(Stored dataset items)
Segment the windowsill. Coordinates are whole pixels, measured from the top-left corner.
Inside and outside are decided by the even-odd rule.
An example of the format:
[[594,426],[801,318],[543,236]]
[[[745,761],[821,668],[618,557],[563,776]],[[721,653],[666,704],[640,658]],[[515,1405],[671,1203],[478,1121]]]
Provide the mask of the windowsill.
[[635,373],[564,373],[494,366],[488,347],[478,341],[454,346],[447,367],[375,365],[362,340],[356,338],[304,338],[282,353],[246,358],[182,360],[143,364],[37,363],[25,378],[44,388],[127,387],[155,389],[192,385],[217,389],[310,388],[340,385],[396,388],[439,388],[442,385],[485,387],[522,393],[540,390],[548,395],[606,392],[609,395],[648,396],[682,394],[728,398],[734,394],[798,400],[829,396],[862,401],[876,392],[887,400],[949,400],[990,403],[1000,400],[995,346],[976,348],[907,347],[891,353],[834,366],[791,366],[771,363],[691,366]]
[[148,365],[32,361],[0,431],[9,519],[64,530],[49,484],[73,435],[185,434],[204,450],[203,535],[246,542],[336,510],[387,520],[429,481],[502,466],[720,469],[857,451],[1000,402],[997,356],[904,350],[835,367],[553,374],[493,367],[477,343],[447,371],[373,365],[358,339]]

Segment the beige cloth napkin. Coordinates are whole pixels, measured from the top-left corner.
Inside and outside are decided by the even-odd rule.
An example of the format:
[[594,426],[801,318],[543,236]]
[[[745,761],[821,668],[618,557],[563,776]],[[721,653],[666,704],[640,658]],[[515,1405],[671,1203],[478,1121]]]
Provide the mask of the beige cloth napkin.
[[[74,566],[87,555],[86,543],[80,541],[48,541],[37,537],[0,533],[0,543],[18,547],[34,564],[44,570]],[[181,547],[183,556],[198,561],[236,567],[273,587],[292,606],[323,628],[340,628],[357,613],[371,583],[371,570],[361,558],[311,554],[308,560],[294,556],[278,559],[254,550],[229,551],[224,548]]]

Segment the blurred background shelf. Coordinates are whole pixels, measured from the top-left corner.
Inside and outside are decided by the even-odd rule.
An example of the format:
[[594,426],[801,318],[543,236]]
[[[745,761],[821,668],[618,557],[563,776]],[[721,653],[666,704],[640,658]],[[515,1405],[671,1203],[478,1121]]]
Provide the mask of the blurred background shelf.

WORK REQUIRED: With every line intact, print the records above again.

COMPLETED TASK:
Segment the windowsill. Coordinates are whole pixels, measured from the top-left corner.
Inside and outside are decided by the even-odd rule.
An example of the format:
[[594,426],[801,318],[543,236]]
[[[745,761],[821,668],[618,557],[563,776]],[[721,653],[666,704],[640,658]],[[515,1405],[671,1203],[478,1121]]]
Provide the mask of the windowsill.
[[635,373],[564,373],[494,366],[488,347],[478,341],[454,346],[447,367],[375,365],[362,340],[356,338],[304,338],[282,353],[246,358],[182,360],[143,364],[37,363],[25,378],[44,388],[127,387],[155,389],[192,385],[217,389],[310,388],[340,385],[396,388],[439,388],[442,385],[485,387],[522,393],[540,390],[548,395],[606,392],[609,395],[648,396],[682,394],[728,398],[734,394],[798,400],[829,396],[862,401],[876,392],[887,400],[949,400],[990,403],[1000,400],[995,346],[976,348],[907,347],[891,353],[834,366],[791,366],[771,363],[691,366]]
[[148,365],[32,361],[0,431],[9,519],[64,530],[49,484],[73,435],[185,434],[204,450],[203,535],[246,542],[336,510],[387,520],[429,481],[502,466],[720,469],[857,451],[1000,402],[997,356],[904,350],[835,367],[553,374],[493,367],[477,343],[447,371],[373,365],[358,339]]

Segment the beige cloth napkin. Coordinates are whole pixels, measured from the top-left corner.
Inside and outside are decided by the even-odd rule.
An example of the format:
[[594,426],[801,318],[543,236]]
[[[745,761],[821,668],[618,557],[563,776]],[[721,653],[666,704],[640,658]],[[515,1405],[671,1203],[478,1121]]]
Provide the mask of the beige cloth napkin.
[[[74,566],[87,555],[86,543],[80,541],[48,541],[37,537],[0,533],[0,543],[18,547],[34,564],[44,570]],[[181,547],[183,556],[198,561],[236,567],[273,587],[292,606],[323,628],[340,628],[357,613],[371,583],[371,570],[361,558],[311,554],[308,560],[294,556],[278,559],[254,550],[229,551],[224,548]]]

Segment the blurred background shelf. Coordinates are whole pixels, measured from the top-left corner.
Inside and outside are decided by the even-odd rule.
An example of the format:
[[594,426],[801,318],[543,236]]
[[[745,761],[821,668],[618,557],[563,776]],[[721,653],[666,704],[640,658]],[[515,1405],[671,1203],[478,1121]]]
Provide the mask of the blurred background shelf.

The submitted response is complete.